(Records in a dataset)
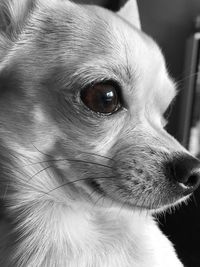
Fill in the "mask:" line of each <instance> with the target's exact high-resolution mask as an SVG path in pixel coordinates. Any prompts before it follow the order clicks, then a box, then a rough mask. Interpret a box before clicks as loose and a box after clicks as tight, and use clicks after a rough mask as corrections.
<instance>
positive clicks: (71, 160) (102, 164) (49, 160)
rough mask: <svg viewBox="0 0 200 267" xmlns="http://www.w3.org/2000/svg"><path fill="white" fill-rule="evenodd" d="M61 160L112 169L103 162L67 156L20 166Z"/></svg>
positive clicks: (59, 160) (63, 160) (52, 161)
mask: <svg viewBox="0 0 200 267" xmlns="http://www.w3.org/2000/svg"><path fill="white" fill-rule="evenodd" d="M63 161H69V162H75V163H76V162H77V163H86V164H92V165H98V166H101V167H104V168H109V169H113V168H112V167H111V166H108V165H105V164H102V163H98V162H92V161H86V160H81V159H69V158H65V159H50V160H43V161H37V162H33V163H30V164H26V165H23V166H22V167H28V166H34V165H37V164H43V163H49V162H63Z"/></svg>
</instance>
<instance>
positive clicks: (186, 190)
mask: <svg viewBox="0 0 200 267" xmlns="http://www.w3.org/2000/svg"><path fill="white" fill-rule="evenodd" d="M171 168H172V169H171V174H172V176H173V179H175V181H176V182H178V184H179V186H180V187H182V189H183V190H184V191H185V193H186V194H190V193H192V192H193V191H194V190H196V189H197V188H198V186H199V185H200V161H199V160H198V159H196V158H194V157H192V156H189V155H185V156H179V157H175V158H174V159H173V160H172V162H171Z"/></svg>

_What you need to do:_
Turn the data above into a JSON list of strings with one string per line, skipping blank lines and leaving out the pictures.

_Output of the task:_
[
  "Fill in the \"mask:\" line of each <instance> with the target's exact high-resolution mask as an SVG path in pixel coordinates. Any prompts before it follow the order clicks, then a box, then a rough mask. Interpret a box before clicks as loose and a box after clicks as tight, and use clicks after a rough mask as corrections.",
  "<instance>",
  "positive clicks: (71, 160) (102, 164) (49, 160)",
  "rough mask: <svg viewBox=\"0 0 200 267\" xmlns=\"http://www.w3.org/2000/svg\"><path fill=\"white\" fill-rule=\"evenodd\" d=\"M61 160L112 169L103 162L67 156L20 166Z\"/></svg>",
  "positive clicks: (59, 160) (63, 160) (52, 161)",
  "mask: <svg viewBox=\"0 0 200 267\" xmlns=\"http://www.w3.org/2000/svg\"><path fill=\"white\" fill-rule=\"evenodd\" d=\"M63 161H69V162H75V163H76V162H77V163H86V164H92V165H98V166H101V167H104V168H109V169H113V168H112V167H111V166H108V165H105V164H102V163H98V162H92V161H86V160H81V159H69V158H65V159H50V160H43V161H37V162H33V163H30V164H26V165H23V166H22V167H28V166H34V165H37V164H43V163H49V162H63Z\"/></svg>",
  "</instance>",
  "<instance>",
  "positive clicks: (186, 190)",
  "mask: <svg viewBox=\"0 0 200 267\" xmlns=\"http://www.w3.org/2000/svg\"><path fill=\"white\" fill-rule=\"evenodd\" d=\"M171 168H172V169H171V174H172V176H173V179H175V181H176V182H178V184H179V186H180V187H182V189H183V190H184V191H185V193H186V194H190V193H192V192H193V191H194V190H196V189H197V188H198V186H199V185H200V161H199V160H198V159H196V158H194V157H192V156H189V155H185V156H179V157H175V158H174V159H173V160H172V162H171Z\"/></svg>"
]